— Start —

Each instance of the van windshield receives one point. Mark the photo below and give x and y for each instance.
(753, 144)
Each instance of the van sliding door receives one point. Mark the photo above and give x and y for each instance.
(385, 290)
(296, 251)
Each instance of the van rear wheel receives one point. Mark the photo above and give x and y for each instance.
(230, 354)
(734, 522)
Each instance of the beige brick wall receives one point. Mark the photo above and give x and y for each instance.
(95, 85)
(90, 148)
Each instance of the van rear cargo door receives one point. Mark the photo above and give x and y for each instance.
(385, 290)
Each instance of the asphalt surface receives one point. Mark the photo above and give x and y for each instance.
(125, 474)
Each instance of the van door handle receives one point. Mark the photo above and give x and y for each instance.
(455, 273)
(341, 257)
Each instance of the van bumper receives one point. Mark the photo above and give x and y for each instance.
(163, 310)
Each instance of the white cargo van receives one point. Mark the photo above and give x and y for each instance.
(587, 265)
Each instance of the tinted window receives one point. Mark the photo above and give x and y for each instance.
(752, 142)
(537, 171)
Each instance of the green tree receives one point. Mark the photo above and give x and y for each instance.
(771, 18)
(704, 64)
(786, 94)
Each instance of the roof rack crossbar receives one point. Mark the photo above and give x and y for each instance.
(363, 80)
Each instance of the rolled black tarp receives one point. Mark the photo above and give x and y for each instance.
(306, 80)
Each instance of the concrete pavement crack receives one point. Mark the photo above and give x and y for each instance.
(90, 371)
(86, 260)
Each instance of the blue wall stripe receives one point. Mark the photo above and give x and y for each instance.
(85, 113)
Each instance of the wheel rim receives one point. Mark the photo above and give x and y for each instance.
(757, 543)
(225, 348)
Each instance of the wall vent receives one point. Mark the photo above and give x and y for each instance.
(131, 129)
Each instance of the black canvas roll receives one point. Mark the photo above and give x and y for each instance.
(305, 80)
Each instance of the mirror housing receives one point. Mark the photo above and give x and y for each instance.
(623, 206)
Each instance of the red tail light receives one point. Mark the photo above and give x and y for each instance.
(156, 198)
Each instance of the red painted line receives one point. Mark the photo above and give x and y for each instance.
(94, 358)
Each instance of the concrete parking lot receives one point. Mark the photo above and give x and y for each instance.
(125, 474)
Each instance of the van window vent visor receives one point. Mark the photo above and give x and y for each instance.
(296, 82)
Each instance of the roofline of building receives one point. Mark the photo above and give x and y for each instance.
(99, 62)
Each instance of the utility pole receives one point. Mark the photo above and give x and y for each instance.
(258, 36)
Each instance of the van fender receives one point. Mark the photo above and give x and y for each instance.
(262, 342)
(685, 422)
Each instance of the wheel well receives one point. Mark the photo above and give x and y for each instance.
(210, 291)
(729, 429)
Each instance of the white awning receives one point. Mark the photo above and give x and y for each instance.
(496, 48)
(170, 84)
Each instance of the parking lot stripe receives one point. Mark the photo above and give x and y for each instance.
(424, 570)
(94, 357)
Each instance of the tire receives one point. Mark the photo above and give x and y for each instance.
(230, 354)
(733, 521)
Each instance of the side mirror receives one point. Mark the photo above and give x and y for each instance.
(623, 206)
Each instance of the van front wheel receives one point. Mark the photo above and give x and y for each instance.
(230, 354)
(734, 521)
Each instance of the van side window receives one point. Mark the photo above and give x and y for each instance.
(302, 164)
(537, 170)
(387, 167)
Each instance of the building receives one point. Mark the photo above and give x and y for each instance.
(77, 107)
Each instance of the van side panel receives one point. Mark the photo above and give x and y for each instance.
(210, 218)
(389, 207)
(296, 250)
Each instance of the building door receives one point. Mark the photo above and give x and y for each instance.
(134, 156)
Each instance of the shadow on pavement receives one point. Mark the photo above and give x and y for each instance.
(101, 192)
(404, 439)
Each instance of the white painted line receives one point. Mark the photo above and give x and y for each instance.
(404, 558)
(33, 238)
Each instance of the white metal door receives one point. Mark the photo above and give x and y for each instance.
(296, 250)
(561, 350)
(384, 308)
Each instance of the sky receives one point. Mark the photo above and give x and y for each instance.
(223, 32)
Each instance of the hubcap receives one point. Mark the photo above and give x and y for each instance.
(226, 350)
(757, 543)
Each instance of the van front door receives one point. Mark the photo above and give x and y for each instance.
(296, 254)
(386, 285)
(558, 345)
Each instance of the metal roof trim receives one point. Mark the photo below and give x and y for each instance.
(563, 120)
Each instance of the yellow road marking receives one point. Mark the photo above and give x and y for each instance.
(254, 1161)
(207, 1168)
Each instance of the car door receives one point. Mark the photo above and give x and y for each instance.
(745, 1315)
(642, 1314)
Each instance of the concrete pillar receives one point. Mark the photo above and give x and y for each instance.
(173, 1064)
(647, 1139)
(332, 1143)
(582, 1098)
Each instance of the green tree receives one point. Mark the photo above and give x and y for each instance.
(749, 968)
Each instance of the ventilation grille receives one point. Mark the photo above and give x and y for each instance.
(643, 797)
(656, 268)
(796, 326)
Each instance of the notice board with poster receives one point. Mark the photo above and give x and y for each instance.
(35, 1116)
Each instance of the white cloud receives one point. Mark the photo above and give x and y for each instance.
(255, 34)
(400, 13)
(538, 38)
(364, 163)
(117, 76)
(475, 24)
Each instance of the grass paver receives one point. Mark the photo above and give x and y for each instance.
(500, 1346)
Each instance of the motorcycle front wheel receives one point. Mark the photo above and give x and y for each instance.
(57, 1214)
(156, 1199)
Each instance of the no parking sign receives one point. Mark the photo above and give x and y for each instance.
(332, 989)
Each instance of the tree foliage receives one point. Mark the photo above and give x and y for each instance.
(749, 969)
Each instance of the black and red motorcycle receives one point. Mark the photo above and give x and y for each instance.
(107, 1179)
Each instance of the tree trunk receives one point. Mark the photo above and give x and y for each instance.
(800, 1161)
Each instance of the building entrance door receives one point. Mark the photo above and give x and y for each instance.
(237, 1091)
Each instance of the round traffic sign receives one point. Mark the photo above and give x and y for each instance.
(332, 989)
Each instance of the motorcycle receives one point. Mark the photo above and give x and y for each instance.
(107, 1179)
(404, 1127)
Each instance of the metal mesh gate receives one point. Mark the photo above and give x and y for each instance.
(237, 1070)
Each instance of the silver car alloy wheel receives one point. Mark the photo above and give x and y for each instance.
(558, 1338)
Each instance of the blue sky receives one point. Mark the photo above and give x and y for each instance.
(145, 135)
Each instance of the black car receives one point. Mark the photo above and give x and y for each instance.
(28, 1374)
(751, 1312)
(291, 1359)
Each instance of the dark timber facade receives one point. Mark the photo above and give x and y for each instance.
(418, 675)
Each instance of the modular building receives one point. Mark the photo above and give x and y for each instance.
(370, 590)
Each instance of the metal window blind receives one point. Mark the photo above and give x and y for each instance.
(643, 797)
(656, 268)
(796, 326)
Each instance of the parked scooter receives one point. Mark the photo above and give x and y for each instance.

— End —

#### Work required
Reproduce the entire listing above word for word, leaving every line unchanged.

#### Response
Each instance of the van windshield receives one point. Mark the photo below and give x and y for each instance.
(753, 144)
Each instance of the van sliding door receives one point. Mark the photo above and give x and y for each instance.
(385, 290)
(296, 251)
Each instance of the van rear wheel receives one point. Mark the photo above and give x and y for each instance.
(230, 354)
(734, 522)
Each instance of the beige brick wall receives one point. Mark the photo above and give x and y for each instance.
(95, 85)
(90, 148)
Each instance of the van rear cargo door receives one point. Mark the photo above and give x and y for each instance.
(385, 290)
Each instance of the asphalt surface receives one point. Mark the photo above and give x and y for each instance.
(125, 474)
Each instance of the van door handle receives one point. Mark the photo above and give x and y for each instance.
(455, 273)
(341, 257)
Each instance of the van bumper receives one point. Mark the photo above and give x and y for each instance.
(163, 310)
Each instance of the white cargo van receives one point. Mark the photo above and give x and y for each instance.
(587, 265)
Each instance of the tinted window receives one point. Mark the photo above and give x and y for each instance.
(752, 142)
(537, 171)
Each instance of the green tree receives one point. Mark the photo above and give x and y for each instance.
(771, 18)
(704, 64)
(786, 94)
Each instance of the roof rack crossbar receives one point. Mark the photo above and give x and y for each instance.
(363, 80)
Each instance of the rolled black tarp receives one point. Mark the photo above and give x and y for each instance.
(306, 80)
Each instance of the concrete pavement crack receives one point. Mark the photo above and give x and y for each instance.
(90, 371)
(86, 260)
Each instance of the blue wall stripe receives one point. Mark the photo above and give x and y for each instance.
(85, 113)
Each instance of the wheel rim receives one point. Mark the photo above and give x and y for each instance.
(757, 543)
(225, 348)
Each instance of the wall vent receives one point. Mark the photo above and give x and y for each instance.
(131, 129)
Each instance of the black canvas roll receives one point. Mark the photo above and give x and y for each instance.
(305, 80)
Each instance of the mirror housing receives one point. Mark the photo above and give x and y for each instance.
(623, 206)
Each instance of the red tail light receives one point. Mark the photo above and give x and y for each instance.
(156, 198)
Each instance of the red painted line receives one point. Mark the photo above and give x and y for each instance.
(94, 358)
Each instance of the concrete parking lot receives one point. Mark the photo above and give x and y for each instance.
(125, 474)
Each instance of the van window vent visor receives one point. Mark the photo above and give x and y for each instance.
(296, 82)
Each instance of the roofline of building receives one point. Mark the photo above and give x and y for each instance.
(99, 62)
Each instance of the utility pole receives one point. Mark the photo above and give x and y for each instance.
(258, 36)
Each instance of the van fender receives one point. Mark the photo above and give x and y for each instance.
(262, 342)
(685, 422)
Each instance of the wheel well receives one point. Mark the photo above and give x and y for each instance.
(210, 291)
(729, 429)
Each instance of the white awning receives one point. Mark the photo above and give x and y for each instance.
(496, 48)
(170, 84)
Each instance of the parking lot stripe receives one point. Mark the photo above and give x and y for each instance.
(424, 570)
(94, 357)
Each instance of the tire receives one point. Mark the photo above and give x and y for each instance.
(230, 354)
(733, 521)
Each instance of the side mirror receives one point. Mark the photo above and give x and y for each instance.
(623, 206)
Each instance of the van front wheel receives one point. Mark the photo above and give x and y for each instance.
(230, 354)
(734, 521)
Each instance of the van side window receives one point. Mark the photo above and give x and y for each instance.
(302, 164)
(537, 170)
(387, 167)
Each instance of the building receives one point. Mark the photo above and give x and y for each instance.
(77, 107)
Each instance of the van side panel receives one point. Mark the photo above and give x and y for each instance.
(210, 218)
(389, 207)
(296, 250)
Each instance of the building door receives one point. Mark the photo above and give x and y for each instance.
(134, 156)
Each instance of the shadow on pavement receives one point. Mark the photo above and give x and y for each instance.
(101, 192)
(404, 439)
Each instance of the white painted line receives one point. Mark the photo above and give x and y for each instance.
(404, 558)
(33, 238)
Each instance of the white metal door receives one point. Mark the photo above and give x and y for each instance.
(296, 250)
(561, 350)
(384, 308)
Each instance of the sky receives one point. Mark the photo above and give x and y for each instance.
(223, 32)
Each instance of the hubcap receives one point. Mark the photo above and give x and y for each instance.
(226, 350)
(757, 543)
Each instance of the van front door receives one point. Mark the photo above and give x and y for each instance.
(296, 254)
(386, 285)
(558, 345)
Each instance of the metal roof trim receives one point. Mark the photo below and give x and y for each instance.
(563, 120)
Each instance of the yellow road marking receives one point. Mark the photo above and give x and y for each instance.
(254, 1161)
(207, 1168)
Each instance of the car door receives one point. Mark the photo above and give x and y for each instance.
(745, 1315)
(642, 1314)
Each instance of the concrete pillar receives one point. Mark the photo above and give x and y for each instance.
(173, 1064)
(647, 1139)
(332, 1143)
(582, 1098)
Each instance of the green tree receives one point. Mark the photo above and give x and y for each instance.
(749, 968)
Each instance of the ventilation grille receives one point. Mark the photo above and give x and y for each instance.
(643, 797)
(656, 268)
(796, 326)
Each instance of the notice board with poster receives one point. Mark the photo above and give x and y for each instance.
(35, 1116)
Each instance of the white cloud receives one point. Mark the photo above and give x and y for each instance.
(255, 34)
(400, 13)
(538, 38)
(364, 163)
(117, 76)
(475, 24)
Each instance of the grass paver receives one point. Mark the photo above and give x and y for each instance.
(500, 1346)
Each instance of the motorcycle front wheel receives one point. Mark the photo above and give x and y for each instance.
(57, 1214)
(156, 1199)
Each instance of the no parking sign receives one point. Mark the photo above and give x and y for each instance.
(332, 989)
Each instance of the tree foliage receives one point. Mark the photo above and give x and y for each instance.
(749, 969)
Each instance of the black and red motorcycle receives one point. Mark the photo above and give x and y for each instance.
(107, 1179)
Each instance of the tree trunk receives one point. Mark the photo above and give x and y for each instance.
(800, 1161)
Each instance of the building entrance door receives one point. Mark the photo above and give x and y for each instance.
(237, 1091)
Each instance of the round traffic sign receives one point. Mark the photo above and give x and y for each instance.
(332, 989)
Each instance of the motorcycle receives one point. Mark the photo above and give x and y for each instance.
(107, 1179)
(404, 1127)
Each instance of the metal mesh gate receives one point. Mark the photo above and give x and y for each instance.
(237, 1070)
Each instance of the silver car alloy wheel receives one point. Mark the photo above and give x and y for each instance.
(558, 1338)
Each instance of the blue sky receives one point. Mark the photo above and give x and y for each instance.
(145, 135)
Each instance of the black car receives one point. Mark the photo above and give x and y for each instance.
(28, 1374)
(751, 1312)
(291, 1359)
Each instance of the dark timber facade receives one point. Mark the photo above and give x and y for each instance.
(418, 675)
Each instance of the modular building receives one point. Mark the photo above and give x and y for each instance.
(370, 590)
Each instance of the metal window blind receives one point. Mark the photo above and give x and y for each instance.
(643, 797)
(656, 268)
(796, 326)
Each instance of the parked scooter receives one point. Mark the photo above and give x and y for each instance.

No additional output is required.